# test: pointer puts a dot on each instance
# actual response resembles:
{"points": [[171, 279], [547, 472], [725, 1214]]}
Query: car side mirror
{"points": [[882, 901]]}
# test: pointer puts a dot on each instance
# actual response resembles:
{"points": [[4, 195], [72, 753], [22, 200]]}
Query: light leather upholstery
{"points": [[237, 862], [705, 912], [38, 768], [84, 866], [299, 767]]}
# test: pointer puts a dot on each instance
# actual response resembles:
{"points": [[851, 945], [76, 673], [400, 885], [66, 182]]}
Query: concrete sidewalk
———
УСЛОВИЕ ЗАДАНИЯ: Можете переписать весь листинг, заменив «Query» на «Prompt» и оставив всё остальное без изменений?

РЕЗУЛЬТАТ:
# test: pointer puts a dot on each instance
# actual response resembles:
{"points": [[171, 279], [547, 472], [725, 1214]]}
Prompt: car side mirror
{"points": [[882, 901]]}
# test: pointer puts a dot on each instance
# actual response resembles:
{"points": [[4, 195], [72, 753], [22, 200]]}
Prompt: light leather upholstery
{"points": [[237, 862], [705, 912], [38, 768], [84, 866], [299, 767]]}
# test: pointer puts a dot on each instance
# actual response resembles:
{"points": [[851, 945], [76, 673], [400, 885], [66, 182]]}
Prompt: concrete sidewalk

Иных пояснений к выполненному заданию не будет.